#### [Travail à faire]
**A.** Présentez sous forme de liste le paragraphe de l'extrait sur la Syrie qui commence par « Mais c'est surtout la contestation », en conservant ses faits principaux.
**B.** Poursuivez l'extrait sur la Syrie en reprenant juste après sa dernière ligne.
╭─ Extrait choisi
La défection, le 27 décembre 1979, de Hammoud el-Choufi, vétéran du Baas et ambassadeur de Syrie à l'ONU, qui démissionne de son poste avec fracas, accroît le malaise.

Mais c'est surtout la contestation de plus en plus violente des intégristes religieux qui inquiète les autorités. Des attentats individuels, qui, depuis juin 1979, secouent presque quotidiennement Alep, Hama et Damas, les terroristes passent à la guérilla urbaine. Fin août, des incidents intercommunautaires font une vingtaine de morts à Lattaquié. En mars 1980, des commandos islamiques affrontent pendant plusieurs jours les forces de sécurité dans la vieille ville d'Alep. Bilan officiel des combats : 30 tués et plusieurs dizaines de blessés. Des mouvements séditieux, qui mettent aux prises sunnistes et alaouites, se produisent au sein même de l'armée, notamment à Hama et à Berzé (banlieue de Damas).

L'opposition intégriste

– Association des Frères musulmans, dirigée par Issam el-Attar, établi en Allemagne fédérale.

– Mouvement de libération islamique, animé par Cheikh Abdel Rahman Abou Ghoddé, réfugié en Arabie Saoudite.

– Phalanges de Mohammed. Chef : Abdel Salem al-Zaim.
╰─
╭─ Données extraites
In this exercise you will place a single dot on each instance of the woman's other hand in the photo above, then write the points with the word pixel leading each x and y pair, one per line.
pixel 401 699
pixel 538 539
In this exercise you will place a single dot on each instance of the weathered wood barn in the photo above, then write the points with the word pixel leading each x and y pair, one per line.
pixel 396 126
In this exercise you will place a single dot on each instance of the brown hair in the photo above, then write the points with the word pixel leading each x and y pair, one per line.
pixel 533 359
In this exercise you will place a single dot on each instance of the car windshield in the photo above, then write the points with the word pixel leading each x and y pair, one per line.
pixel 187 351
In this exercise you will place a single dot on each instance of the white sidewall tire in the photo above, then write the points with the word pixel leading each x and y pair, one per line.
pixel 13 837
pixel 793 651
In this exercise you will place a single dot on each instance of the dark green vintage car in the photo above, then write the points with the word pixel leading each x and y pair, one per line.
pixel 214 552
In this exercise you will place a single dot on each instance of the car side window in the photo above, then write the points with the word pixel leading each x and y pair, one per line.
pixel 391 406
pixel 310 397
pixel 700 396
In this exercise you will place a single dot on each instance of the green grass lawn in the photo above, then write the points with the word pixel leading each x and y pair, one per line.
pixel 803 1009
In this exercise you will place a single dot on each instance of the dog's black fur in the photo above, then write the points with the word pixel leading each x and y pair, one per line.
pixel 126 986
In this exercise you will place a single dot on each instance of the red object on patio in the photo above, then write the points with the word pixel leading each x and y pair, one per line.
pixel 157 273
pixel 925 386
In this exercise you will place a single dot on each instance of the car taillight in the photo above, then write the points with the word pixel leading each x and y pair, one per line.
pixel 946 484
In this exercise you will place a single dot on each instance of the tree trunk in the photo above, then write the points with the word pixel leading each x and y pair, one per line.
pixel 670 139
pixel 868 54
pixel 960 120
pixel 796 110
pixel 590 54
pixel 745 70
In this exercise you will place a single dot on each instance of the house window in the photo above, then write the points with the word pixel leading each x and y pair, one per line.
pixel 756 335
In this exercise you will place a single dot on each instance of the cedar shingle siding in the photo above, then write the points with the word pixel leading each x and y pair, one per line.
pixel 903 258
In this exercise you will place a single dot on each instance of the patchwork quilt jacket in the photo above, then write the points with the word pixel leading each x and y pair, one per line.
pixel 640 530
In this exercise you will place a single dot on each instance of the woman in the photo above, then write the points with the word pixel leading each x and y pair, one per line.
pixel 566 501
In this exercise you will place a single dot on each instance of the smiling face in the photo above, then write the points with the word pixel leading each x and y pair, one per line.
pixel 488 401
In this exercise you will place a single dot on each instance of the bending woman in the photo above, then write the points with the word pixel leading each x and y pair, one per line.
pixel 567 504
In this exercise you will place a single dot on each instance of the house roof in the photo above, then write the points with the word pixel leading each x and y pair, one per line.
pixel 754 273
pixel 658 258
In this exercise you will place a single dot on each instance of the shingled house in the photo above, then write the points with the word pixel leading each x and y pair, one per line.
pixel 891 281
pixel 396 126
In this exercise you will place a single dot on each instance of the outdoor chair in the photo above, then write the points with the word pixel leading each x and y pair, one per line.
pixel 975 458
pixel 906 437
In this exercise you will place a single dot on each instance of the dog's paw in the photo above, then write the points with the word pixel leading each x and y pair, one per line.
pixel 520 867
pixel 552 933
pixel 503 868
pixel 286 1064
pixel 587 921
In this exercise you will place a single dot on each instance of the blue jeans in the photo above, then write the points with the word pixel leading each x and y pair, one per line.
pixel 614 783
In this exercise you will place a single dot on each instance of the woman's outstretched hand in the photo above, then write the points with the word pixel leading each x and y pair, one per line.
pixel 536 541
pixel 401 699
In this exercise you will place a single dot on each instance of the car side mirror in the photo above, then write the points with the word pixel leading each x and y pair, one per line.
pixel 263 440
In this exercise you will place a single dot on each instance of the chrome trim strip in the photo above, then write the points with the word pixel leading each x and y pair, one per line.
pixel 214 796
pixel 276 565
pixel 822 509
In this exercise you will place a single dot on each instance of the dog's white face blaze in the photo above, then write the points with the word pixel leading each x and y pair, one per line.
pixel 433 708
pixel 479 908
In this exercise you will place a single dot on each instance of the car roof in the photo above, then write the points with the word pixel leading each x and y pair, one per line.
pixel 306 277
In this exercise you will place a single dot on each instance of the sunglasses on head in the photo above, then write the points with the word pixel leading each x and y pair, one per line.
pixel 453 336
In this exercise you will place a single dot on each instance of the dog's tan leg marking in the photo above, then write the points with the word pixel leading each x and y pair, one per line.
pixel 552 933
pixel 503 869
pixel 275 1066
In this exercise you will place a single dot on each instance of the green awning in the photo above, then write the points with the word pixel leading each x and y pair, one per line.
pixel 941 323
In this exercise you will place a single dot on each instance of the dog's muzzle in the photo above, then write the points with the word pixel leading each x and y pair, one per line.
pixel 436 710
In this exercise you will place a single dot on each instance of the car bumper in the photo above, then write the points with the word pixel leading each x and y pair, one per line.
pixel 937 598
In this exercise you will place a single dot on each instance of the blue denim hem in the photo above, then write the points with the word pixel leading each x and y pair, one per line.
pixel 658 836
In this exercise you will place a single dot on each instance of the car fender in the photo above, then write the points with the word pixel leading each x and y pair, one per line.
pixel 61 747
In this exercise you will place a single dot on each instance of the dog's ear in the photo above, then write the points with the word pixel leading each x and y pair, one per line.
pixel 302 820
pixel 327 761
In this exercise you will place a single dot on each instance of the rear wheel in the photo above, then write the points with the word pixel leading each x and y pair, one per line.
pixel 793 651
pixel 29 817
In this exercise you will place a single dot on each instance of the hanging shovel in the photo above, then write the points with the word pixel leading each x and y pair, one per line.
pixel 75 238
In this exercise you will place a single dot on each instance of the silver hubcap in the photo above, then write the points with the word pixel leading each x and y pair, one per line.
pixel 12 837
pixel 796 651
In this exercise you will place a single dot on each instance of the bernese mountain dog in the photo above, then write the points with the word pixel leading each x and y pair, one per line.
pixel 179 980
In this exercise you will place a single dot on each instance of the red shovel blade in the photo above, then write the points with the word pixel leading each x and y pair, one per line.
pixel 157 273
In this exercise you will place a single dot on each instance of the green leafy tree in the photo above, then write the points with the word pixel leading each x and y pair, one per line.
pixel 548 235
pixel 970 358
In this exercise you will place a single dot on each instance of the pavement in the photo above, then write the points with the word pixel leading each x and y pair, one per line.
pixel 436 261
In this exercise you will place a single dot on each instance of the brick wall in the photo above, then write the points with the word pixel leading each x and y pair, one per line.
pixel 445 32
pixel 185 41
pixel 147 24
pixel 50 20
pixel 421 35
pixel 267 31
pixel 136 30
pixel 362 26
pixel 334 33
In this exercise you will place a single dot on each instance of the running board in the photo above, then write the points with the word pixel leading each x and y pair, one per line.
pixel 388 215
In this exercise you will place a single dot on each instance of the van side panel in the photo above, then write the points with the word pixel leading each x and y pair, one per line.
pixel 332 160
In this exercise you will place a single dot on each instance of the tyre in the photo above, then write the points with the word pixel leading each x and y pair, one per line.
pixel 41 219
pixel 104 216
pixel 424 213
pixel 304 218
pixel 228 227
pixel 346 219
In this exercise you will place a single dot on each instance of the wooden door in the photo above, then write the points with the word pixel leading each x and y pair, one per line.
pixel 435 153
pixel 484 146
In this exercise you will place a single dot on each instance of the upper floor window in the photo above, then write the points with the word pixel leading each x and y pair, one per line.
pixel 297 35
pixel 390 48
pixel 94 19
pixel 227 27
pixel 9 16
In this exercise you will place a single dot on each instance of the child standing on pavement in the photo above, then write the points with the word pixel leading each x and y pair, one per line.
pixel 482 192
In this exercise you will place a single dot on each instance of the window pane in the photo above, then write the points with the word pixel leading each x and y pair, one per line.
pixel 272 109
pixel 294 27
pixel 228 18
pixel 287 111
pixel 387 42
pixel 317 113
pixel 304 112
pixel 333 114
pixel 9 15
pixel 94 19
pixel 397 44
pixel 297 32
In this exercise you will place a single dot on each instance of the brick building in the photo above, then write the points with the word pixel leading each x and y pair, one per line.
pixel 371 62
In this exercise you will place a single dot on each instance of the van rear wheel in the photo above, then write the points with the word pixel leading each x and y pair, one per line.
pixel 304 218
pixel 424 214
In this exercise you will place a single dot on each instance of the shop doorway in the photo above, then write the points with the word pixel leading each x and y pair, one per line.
╰─
#### [Réponses aux consignes]
**A.**
- La contestation de plus en plus violente des intégristes religieux inquiète surtout les autorités.
- Depuis juin 1979, des attentats individuels secouent presque quotidiennement Alep, Hama et Damas. Les terroristes passent ensuite à la guérilla urbaine.
- Fin août, des incidents intercommunautaires font une vingtaine de morts à Lattaquié.
- En mars 1980, des commandos islamiques affrontent pendant plusieurs jours les forces de sécurité dans la vieille ville d'Alep. Le bilan officiel est de 30 tués et de plusieurs dizaines de blessés.
- Au sein même de l'armée, des mouvements séditieux opposent sunnistes et alaouites, notamment à Hama et à Berzé, dans la banlieue de Damas.

**B.**
– Parti de la libération islamique. Les leaders sont réfugiés en Jordanie.

Méfiance

Ces troubles se déroulent dans un contexte régional particulièrement délicat. Considérablement affaiblie par la « défection » égyptienne qui isole Damas face à Israël, l'armée syrienne se résout à évacuer, en mars 1980, certaines positions avancées qu'elle occupe à Beyrouth. Avec l'Arabie Saoudite, la Jordanie et la Turquie, soupçonnées d'abriter des terroristes, Damas entretient des relations empreintes de méfiance. Avec Bagdad, la lune de miel est terminée depuis l'exécution, le 28 juillet 1979, par le nouveau chef d'État iraqien Saddam Hussein, de plusieurs de ses compatriotes favorables à l'unité avec la Syrie. En avril 1980, plusieurs dirigeants de l'opposition au président Assad sont triomphalement accueillis à Bagdad, où ils participent à un Congrès populaire arabe. Appliquant la loi du talion, Damas donne aussitôt asile à des opposants chiites iraqiens.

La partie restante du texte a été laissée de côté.